Please reproduce the data in full, exactly as it stands.

#### Records provided:
****
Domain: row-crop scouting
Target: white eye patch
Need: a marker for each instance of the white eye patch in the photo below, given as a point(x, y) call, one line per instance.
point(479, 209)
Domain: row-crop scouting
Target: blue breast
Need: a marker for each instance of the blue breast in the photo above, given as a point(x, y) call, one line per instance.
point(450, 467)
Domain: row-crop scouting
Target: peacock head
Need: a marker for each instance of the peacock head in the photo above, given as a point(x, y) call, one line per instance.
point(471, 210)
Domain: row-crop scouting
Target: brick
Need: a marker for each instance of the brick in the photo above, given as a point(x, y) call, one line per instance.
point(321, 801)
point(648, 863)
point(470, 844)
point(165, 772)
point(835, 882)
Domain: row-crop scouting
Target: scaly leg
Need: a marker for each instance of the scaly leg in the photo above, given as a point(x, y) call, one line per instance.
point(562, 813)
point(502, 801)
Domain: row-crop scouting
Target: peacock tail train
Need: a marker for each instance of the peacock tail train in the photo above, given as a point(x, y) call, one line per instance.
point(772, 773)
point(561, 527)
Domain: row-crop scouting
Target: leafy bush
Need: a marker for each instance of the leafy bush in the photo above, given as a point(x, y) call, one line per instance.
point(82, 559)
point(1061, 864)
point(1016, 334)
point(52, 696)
****
#### Exercise response:
Domain: row-crop scouting
Target: white eye patch
Need: a marker for each instance of the white eye patch in the photo below, given as a point(x, y) call, one line per instance.
point(479, 209)
Domain: row-crop scouting
Target: blue breast
Need: a marker for each instance of the blue breast in the photo above, given as a point(x, y) call, one line per instance.
point(450, 467)
Domain: row-crop scouting
Target: peacock head
Need: a marker for each instance of the peacock head in the photo above, given as a point(x, y) call, one line per instance.
point(471, 210)
Domain: row-crop scouting
Target: brick
Need: a marker for each instance of the brick in the photo above, given as a point(x, y) call, one line per instance.
point(321, 801)
point(648, 863)
point(470, 844)
point(165, 772)
point(835, 882)
Domain: row-crop scouting
Target: scaly leg
Need: a marker for each instance of the scaly leg in the photo above, given as a point(x, y) call, one line per instance.
point(562, 813)
point(502, 801)
Domain: row-crop scouting
Target: peacock tail train
Need: a marker for each instance of the peacock tail train in the photo above, given as a point(x, y) call, one line per instance.
point(772, 773)
point(561, 527)
Domain: row-crop scouting
Target: leafy bush
Need: a marker for each instance of the leafy bush in the photo above, given as a point(x, y) call, one line per instance.
point(82, 559)
point(1061, 864)
point(1016, 334)
point(52, 696)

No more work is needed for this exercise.